───── TEKS YANG DISEDIAKAN ─────
Skip to content Skip to footer

Mendorong Transisi Energi yang Adil dan Inklusif: Jalur Publik menuju Keadilandan Keberlanjutan

Pertemuan jaringan yang diselenggarakan Public Services International (PSI) pada 10 Desember 2025 di Hotel Aryaduta Jakarta menjadi momentum penting ketika serikat pekerja lintas sektor di Indonesia berkumpul untuk membahas arah transisi energi yang lebih adil dan inklusif. Di tengah tekanan global yang mendorong model transisi berbasis pasar dan dominasi perusahaan multinasional, serikat pekerja menegaskan bahwa masa depan energi Indonesia tidak boleh ditentukan oleh kepentingan modal, tetapi oleh kebutuhan rakyat dan amanat konstitusi.
─────
■ PEKERJAAN YANG DIMINTA
Tuliskan lanjutan teks tentang pertemuan serikat pekerja mengenai transisi energi yang adil dan inklusif, mulai setelah kalimat terakhirnya. Item-item di bawah tidak berperan dalam tugas ini.
───── KUTIPAN DATA ─────
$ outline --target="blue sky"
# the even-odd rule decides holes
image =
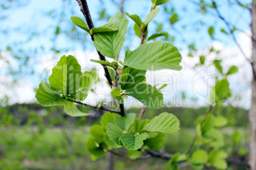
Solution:
[[[27,53],[29,53],[30,50],[37,48],[38,49],[35,53],[36,55],[32,56],[32,60],[27,68],[28,70],[38,67],[38,65],[41,62],[42,56],[45,56],[46,54],[51,54],[50,48],[53,46],[56,49],[67,48],[69,51],[74,50],[91,51],[94,50],[94,47],[89,35],[87,36],[87,39],[85,39],[83,44],[82,44],[81,41],[71,41],[64,34],[60,34],[54,41],[52,41],[55,38],[53,33],[55,31],[56,25],[60,27],[61,30],[70,29],[73,25],[70,21],[71,16],[77,16],[83,19],[76,1],[71,1],[70,4],[63,4],[62,1],[60,0],[30,1],[28,5],[23,7],[14,8],[11,10],[1,10],[1,15],[8,17],[8,19],[0,20],[1,22],[1,29],[0,30],[6,30],[7,31],[7,33],[6,32],[0,32],[0,37],[1,37],[0,39],[0,49],[4,50],[8,46],[10,46],[13,47],[13,50],[15,51],[13,47],[16,46],[17,49],[22,48],[24,51],[29,51]],[[227,3],[225,3],[226,1],[218,0],[217,1],[220,8],[220,10],[222,15],[225,18],[231,23],[237,25],[236,27],[239,29],[250,34],[249,23],[250,22],[250,16],[248,11],[241,8],[230,8]],[[250,2],[250,1],[247,0],[243,1],[245,3]],[[116,12],[119,11],[117,6],[113,5],[110,0],[103,1],[102,3],[99,2],[99,1],[88,1],[88,4],[96,27],[102,25],[106,22],[106,20],[97,20],[99,11],[103,8],[106,8],[107,13],[110,16],[114,15]],[[127,0],[124,5],[125,12],[127,11],[129,14],[138,14],[143,20],[150,11],[151,2],[146,0]],[[163,31],[167,32],[171,36],[174,36],[176,37],[173,43],[179,49],[182,50],[184,54],[187,53],[187,55],[188,44],[190,43],[195,43],[196,48],[202,51],[209,48],[213,43],[213,42],[216,41],[220,42],[220,43],[224,44],[225,49],[236,48],[231,37],[220,31],[220,29],[226,29],[226,26],[223,22],[212,15],[216,14],[213,10],[210,10],[210,14],[206,15],[199,15],[198,13],[196,12],[199,9],[198,6],[190,3],[190,0],[173,0],[166,6],[168,9],[174,7],[176,13],[178,14],[180,18],[180,21],[174,25],[173,28],[169,24],[169,18],[171,16],[171,15],[166,15],[162,10],[164,7],[159,7],[162,10],[154,18],[153,22],[167,23],[164,26]],[[52,15],[50,16],[47,15],[46,14],[50,11],[52,12]],[[61,11],[64,13],[66,18],[64,18],[64,21],[59,22],[60,18],[55,13],[59,13]],[[202,26],[199,24],[199,21],[200,20],[204,23],[204,25]],[[58,22],[59,23],[57,23]],[[129,19],[128,35],[134,34],[133,25],[133,21]],[[187,25],[187,27],[183,29],[185,25]],[[208,34],[208,29],[210,26],[215,27],[215,38],[216,40],[215,41],[213,41]],[[155,24],[153,23],[149,25],[149,36],[155,32]],[[179,30],[179,32],[174,30]],[[78,32],[83,36],[82,38],[83,38],[85,35],[82,34],[83,30],[78,29]],[[24,41],[27,39],[31,32],[39,33],[39,34],[34,36],[29,41]],[[238,38],[240,34],[238,32],[236,34]],[[128,35],[121,55],[124,53],[124,49],[127,46],[129,46],[131,49],[134,49],[139,45],[139,39],[137,37],[135,36],[129,36]],[[183,39],[185,39],[186,42],[183,41]],[[20,41],[22,43],[19,43]],[[17,45],[14,45],[15,42],[17,43]],[[40,46],[43,46],[43,49],[41,49]],[[231,51],[232,51],[232,49]],[[16,53],[18,54],[18,53]],[[52,55],[55,58],[59,57],[59,55]],[[188,65],[190,62],[190,62],[188,58],[185,60],[188,61]],[[196,59],[191,60],[196,60]],[[52,63],[55,63],[55,60],[52,60]],[[15,65],[13,62],[13,66]],[[16,67],[17,66],[16,65]],[[186,74],[186,72],[183,74]],[[22,77],[17,79],[24,79],[26,81],[29,81],[32,84],[32,87],[36,87],[40,81],[39,74],[40,74],[39,72],[33,76],[24,74]],[[246,86],[245,88],[248,88],[246,87]],[[185,87],[184,88],[186,89],[187,88]],[[178,95],[180,95],[179,97],[180,97],[180,93]],[[193,94],[190,93],[188,94],[188,96],[192,97]]]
─────
■ HASIL TUGAS
Dalam sambutan pembukaan, Sekretaris PSI Subregional Asia Tenggara, Ian Mariano, memberikan penegasan yang menggugah bahwa serikat pekerja Indonesia selama ini berdiri di garis depan mempertahankan layanan publik dari ancaman privatisasi. Ia menyatakan bahwa afiliasi PSI di Indonesia adalah kekuatan yang “sudah bertahun-tahun berdiri di garis depan menjaga layanan publik,” seraya menekankan bahwa perjuangan ini bukan sekadar perlawanan teknokratis terhadap kebijakan, melainkan upaya memastikan bahwa rakyat tetap memiliki akses terhadap energi yang aman, terjangkau, dan demokratis.

Ian juga menekankan bahwa Indonesia memiliki legitimasi kuat untuk menolak skema transisi energi yang hanya mengandalkan pembiayaan sektor swasta. Serikat pekerja, melalui riset dan inisiatifnya, telah menyiapkan alternatif yang lebih sesuai dengan mandat konstitusi.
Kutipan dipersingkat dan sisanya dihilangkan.